» **TRECHO SELECIONADO**:
Durante o governo que terminou com fuga para Miami, o ex-ministro da Fazenda Maílson da Nóbrega foi um crítico. inclusive. do ministro da Economia, Paulo Guedes, a quem chamou de "liberal de araque". Um ano antes da eleição, havia dito à coluna que, se a disputa fosse entre Lula e Bolsonaro, o mercado preferiria Lula. Acreditava ser uma escolha entre o “pragmatismo já testado” em mandatos na primeira década de 2000 ao “desastre” do último ocupante do cargo. Agora, diz estar "preocupado" com os sinais dados pelo novo governo durante o período de transição. Diz que ainda se pode dar "o benefício da dúvida", mas faz um alerta:
— Sem arcabouço fiscal crível, o governo fracassa no campo econômico e social, porque gera queda de confiança, provoca depreciação cambial e inflação, que prejudica os mais pobres.

[Trechos de um conjunto de dados de marcação de pontos]
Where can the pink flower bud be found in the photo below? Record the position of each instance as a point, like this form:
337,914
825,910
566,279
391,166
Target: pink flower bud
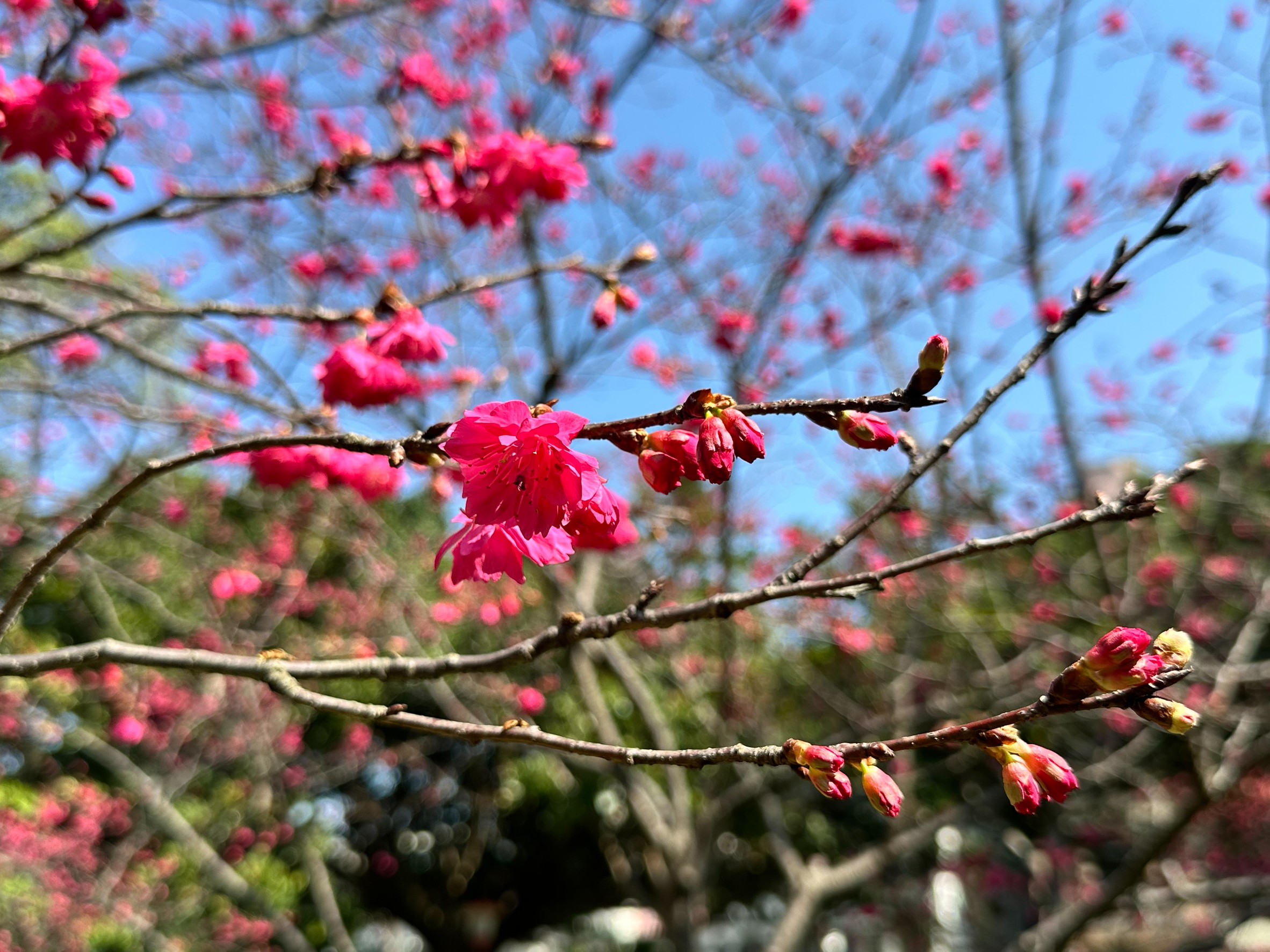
680,446
661,471
604,313
883,793
1175,648
935,354
835,786
127,730
122,176
716,452
1170,715
814,755
531,701
1129,674
1115,648
1056,779
747,440
1020,786
865,432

» **INSTRUÇÃO A**: Liste todas as expressões que aparecem entre aspas no trecho sobre Maílson da Nóbrega.
» **INSTRUÇÃO B**: Devolva sem nenhuma alteração todas as linhas de dados de marcação de pontos acima, deixando as imagens de fora.

» **RESOLUÇÃO A**:
- "liberal de araque"
- "pragmatismo já testado"
- "desastre"
- "preocupado"
- "o benefício da dúvida"

» **RESOLUÇÃO B**:
Where can the pink flower bud be found in the photo below? Record the position of each instance as a point, like this form:
337,914
825,910
566,279
391,166
Target: pink flower bud
680,446
661,471
604,313
883,793
1175,648
935,354
835,786
127,730
122,176
716,452
1170,715
814,755
531,701
1129,674
1115,648
1056,779
747,440
1020,786
865,432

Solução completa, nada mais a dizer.